■ **Records provided**
◇ ◇ ◇ ◇ ◇ ◇ ◇

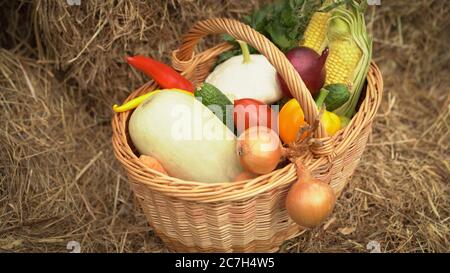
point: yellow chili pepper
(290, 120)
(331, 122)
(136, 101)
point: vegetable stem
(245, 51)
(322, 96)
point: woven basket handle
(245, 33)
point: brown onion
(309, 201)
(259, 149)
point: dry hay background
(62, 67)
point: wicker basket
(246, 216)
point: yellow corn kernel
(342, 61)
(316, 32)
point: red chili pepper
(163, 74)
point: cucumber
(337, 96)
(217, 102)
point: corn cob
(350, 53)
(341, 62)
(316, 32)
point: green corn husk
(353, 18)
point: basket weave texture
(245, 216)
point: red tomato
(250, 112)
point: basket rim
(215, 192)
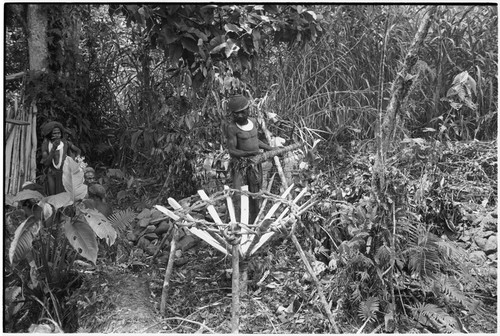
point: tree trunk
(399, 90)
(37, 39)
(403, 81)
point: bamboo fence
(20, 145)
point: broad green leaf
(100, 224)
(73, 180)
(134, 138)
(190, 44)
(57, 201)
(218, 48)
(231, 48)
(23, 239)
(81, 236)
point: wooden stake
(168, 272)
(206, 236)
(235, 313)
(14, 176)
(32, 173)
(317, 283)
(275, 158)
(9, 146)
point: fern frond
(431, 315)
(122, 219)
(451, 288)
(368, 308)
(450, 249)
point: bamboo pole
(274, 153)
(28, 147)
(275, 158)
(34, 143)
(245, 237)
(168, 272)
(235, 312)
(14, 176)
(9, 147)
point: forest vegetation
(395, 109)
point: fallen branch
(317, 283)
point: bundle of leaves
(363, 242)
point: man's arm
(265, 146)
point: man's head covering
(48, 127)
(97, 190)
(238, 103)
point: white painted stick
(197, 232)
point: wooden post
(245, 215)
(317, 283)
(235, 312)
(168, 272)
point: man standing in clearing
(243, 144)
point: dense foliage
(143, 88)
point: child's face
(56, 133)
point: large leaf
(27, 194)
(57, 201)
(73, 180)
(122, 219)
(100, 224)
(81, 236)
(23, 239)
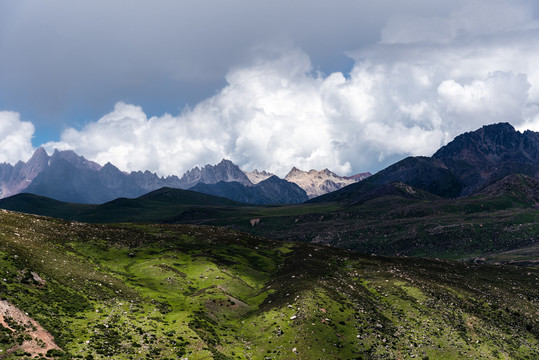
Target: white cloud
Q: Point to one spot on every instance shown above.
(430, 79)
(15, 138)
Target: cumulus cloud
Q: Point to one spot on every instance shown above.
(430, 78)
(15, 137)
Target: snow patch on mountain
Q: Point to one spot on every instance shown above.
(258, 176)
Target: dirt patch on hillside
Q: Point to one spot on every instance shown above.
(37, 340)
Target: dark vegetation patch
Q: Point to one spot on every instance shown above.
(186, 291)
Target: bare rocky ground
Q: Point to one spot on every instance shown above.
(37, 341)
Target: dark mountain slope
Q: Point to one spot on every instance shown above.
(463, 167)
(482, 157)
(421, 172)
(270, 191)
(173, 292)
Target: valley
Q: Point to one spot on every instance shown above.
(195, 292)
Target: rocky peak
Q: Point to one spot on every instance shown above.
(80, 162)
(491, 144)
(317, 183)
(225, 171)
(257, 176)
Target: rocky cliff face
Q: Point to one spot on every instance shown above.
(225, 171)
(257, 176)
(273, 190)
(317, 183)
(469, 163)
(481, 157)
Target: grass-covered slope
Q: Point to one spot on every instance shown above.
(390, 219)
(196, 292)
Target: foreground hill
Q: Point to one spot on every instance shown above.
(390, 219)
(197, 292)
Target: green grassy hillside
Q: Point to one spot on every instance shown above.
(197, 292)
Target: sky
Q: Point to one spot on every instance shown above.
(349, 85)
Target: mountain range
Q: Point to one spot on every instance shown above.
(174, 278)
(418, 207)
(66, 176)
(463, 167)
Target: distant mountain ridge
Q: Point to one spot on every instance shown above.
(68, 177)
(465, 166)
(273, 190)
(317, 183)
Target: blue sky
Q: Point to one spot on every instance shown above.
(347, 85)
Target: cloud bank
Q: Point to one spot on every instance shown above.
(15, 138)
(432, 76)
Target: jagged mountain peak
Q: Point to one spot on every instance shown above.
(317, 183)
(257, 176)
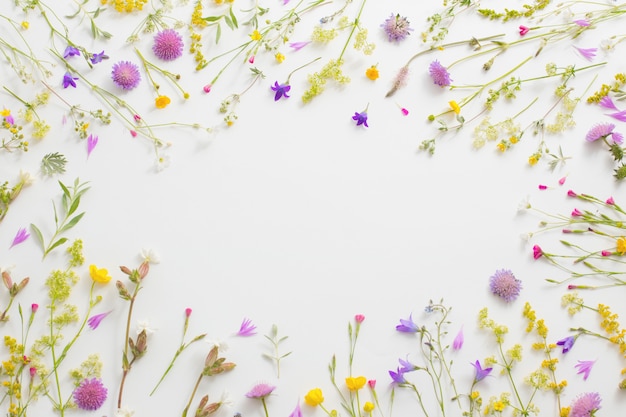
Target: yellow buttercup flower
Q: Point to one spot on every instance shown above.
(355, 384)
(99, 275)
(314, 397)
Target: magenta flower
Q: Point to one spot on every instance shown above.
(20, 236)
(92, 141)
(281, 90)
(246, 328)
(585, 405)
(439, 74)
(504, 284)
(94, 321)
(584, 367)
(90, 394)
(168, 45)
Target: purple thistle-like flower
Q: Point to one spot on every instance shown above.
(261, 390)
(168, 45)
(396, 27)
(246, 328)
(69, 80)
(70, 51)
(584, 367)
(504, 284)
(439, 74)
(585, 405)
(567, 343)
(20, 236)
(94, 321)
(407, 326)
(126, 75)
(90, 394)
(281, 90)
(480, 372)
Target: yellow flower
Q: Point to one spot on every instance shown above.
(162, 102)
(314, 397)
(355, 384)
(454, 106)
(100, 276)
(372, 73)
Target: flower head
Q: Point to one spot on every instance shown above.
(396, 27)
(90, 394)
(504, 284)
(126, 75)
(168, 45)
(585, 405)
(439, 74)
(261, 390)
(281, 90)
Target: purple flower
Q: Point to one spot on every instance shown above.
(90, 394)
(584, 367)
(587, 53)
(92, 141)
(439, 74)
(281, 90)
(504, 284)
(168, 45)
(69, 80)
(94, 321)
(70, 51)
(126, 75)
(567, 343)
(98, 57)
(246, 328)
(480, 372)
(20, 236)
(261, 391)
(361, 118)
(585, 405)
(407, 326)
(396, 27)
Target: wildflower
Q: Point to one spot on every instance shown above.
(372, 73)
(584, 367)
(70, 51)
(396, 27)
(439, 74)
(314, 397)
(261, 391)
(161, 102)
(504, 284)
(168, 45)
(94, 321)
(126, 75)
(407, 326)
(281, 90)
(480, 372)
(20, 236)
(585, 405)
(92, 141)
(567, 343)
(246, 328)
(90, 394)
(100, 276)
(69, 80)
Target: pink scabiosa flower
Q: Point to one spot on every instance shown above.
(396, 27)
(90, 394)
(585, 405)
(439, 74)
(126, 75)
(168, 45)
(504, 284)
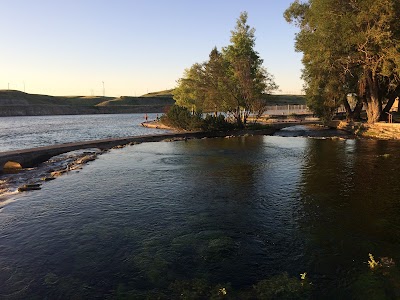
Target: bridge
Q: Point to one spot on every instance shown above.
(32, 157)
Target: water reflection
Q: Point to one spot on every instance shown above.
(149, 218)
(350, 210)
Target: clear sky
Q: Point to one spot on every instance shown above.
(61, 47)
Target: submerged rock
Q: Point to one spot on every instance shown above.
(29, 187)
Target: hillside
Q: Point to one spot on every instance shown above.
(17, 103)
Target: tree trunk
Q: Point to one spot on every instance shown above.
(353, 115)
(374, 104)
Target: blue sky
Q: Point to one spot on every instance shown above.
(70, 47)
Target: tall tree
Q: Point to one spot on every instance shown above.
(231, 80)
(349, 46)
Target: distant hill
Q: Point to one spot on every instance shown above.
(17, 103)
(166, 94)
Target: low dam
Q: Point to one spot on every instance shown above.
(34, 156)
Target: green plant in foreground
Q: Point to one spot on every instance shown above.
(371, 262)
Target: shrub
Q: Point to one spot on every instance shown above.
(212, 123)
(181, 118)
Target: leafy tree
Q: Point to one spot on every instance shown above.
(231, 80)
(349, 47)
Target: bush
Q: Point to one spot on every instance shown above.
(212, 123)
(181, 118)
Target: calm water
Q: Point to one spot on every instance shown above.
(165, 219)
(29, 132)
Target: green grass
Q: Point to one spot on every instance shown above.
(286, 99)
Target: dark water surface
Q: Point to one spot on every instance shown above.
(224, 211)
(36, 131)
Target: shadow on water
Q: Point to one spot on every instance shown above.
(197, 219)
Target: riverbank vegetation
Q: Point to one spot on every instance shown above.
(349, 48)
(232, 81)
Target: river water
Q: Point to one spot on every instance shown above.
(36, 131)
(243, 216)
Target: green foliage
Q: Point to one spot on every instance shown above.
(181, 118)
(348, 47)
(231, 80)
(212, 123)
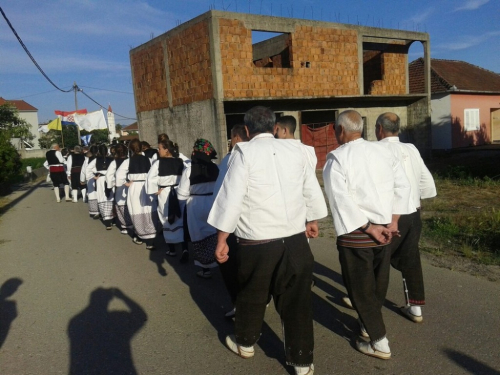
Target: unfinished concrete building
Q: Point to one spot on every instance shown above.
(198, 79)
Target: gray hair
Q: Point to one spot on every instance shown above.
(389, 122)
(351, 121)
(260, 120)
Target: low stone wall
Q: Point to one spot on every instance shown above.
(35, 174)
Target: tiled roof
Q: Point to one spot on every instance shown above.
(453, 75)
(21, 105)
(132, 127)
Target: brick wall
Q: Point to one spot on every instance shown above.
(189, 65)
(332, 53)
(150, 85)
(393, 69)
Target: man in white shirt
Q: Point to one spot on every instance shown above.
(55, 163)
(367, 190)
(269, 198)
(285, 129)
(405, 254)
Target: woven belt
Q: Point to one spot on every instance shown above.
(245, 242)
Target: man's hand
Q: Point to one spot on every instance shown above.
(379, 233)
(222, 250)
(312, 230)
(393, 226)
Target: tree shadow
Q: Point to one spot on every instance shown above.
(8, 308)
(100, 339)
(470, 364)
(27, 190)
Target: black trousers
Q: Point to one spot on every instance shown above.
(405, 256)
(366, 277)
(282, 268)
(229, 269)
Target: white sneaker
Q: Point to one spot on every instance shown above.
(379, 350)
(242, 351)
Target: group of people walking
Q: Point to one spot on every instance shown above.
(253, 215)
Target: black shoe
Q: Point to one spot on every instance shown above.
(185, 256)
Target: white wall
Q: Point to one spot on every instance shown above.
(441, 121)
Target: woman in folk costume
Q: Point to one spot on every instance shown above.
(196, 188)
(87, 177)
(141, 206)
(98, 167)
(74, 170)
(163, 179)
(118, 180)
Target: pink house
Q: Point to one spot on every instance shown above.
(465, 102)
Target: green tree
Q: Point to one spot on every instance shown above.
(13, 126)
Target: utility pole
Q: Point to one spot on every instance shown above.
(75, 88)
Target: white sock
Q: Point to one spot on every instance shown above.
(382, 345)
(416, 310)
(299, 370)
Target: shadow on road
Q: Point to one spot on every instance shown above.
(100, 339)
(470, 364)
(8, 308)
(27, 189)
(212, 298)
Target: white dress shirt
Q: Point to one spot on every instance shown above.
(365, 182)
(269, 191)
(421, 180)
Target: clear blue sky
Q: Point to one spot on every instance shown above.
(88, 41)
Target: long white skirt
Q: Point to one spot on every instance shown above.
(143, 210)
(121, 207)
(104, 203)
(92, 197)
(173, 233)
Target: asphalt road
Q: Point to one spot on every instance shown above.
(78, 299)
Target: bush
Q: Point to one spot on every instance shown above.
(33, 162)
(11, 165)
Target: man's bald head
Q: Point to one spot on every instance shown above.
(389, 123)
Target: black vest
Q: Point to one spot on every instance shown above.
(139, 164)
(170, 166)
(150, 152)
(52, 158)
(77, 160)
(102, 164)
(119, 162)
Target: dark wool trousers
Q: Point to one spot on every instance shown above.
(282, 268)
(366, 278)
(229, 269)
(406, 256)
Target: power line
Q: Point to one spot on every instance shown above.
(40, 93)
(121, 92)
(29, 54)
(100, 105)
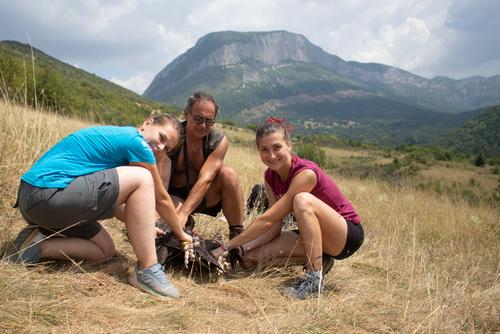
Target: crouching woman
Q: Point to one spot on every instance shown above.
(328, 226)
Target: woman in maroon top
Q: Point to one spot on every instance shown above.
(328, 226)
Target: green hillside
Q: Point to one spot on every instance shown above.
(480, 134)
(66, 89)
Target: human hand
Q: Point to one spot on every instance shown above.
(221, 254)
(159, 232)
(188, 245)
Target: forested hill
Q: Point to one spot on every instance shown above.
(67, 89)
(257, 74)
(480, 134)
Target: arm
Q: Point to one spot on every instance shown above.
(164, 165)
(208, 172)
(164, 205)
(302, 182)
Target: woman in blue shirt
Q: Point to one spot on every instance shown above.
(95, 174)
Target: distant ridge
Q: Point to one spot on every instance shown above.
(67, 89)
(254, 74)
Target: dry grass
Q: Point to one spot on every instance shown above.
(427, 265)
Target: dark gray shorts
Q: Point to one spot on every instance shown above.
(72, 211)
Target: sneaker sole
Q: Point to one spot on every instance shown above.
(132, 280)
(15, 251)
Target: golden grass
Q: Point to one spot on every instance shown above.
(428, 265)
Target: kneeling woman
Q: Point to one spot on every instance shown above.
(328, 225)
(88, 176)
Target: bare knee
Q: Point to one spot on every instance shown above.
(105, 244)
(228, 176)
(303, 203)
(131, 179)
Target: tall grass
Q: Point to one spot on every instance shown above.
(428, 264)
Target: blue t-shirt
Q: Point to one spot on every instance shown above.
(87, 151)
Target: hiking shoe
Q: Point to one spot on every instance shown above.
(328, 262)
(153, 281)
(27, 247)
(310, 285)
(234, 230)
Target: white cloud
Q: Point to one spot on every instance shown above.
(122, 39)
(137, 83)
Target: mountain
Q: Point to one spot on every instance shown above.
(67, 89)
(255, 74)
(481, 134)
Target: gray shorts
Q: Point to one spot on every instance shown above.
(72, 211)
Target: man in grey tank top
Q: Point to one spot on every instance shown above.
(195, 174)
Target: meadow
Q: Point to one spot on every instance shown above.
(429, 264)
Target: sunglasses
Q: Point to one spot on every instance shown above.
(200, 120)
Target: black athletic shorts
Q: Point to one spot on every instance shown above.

◇ ◇ ◇ ◇ ◇ ◇ ◇

■ **What the task requires**
Starting at the line that contains "Target: bare knee", quote each remaining line of the entries above, unchanged.

■ **Solution to this problem**
Target: bare knee
Q: Point to one spot on every instance shown above.
(105, 244)
(228, 176)
(303, 203)
(131, 179)
Target: tall grass
Q: Point to one spot on every instance shown above.
(428, 264)
Target: blue t-shirt
Q: Point to one spot on every instance shown above.
(87, 151)
Target: hiking shoe
Q: Point to one spot on every instance shown above.
(328, 262)
(153, 281)
(27, 247)
(310, 285)
(234, 230)
Target: white cloud
Q: Point to one spot on every instance shown above.
(122, 39)
(137, 83)
Target: mountain
Q: Point to one spot on every instance shown above.
(67, 89)
(255, 74)
(481, 134)
Target: gray shorts
Q: Point to one spot on every instance shown above.
(72, 211)
Target: man in grey tank top
Q: Point to one spot on every instance shown above.
(195, 174)
Target: meadow
Q: Point to one spot on every instance shown above.
(429, 264)
Target: sunglasses
Q: Point to one spot on every instance shown above.
(200, 120)
Target: black athletic shorts
Q: Point to one spot on every instance shown above.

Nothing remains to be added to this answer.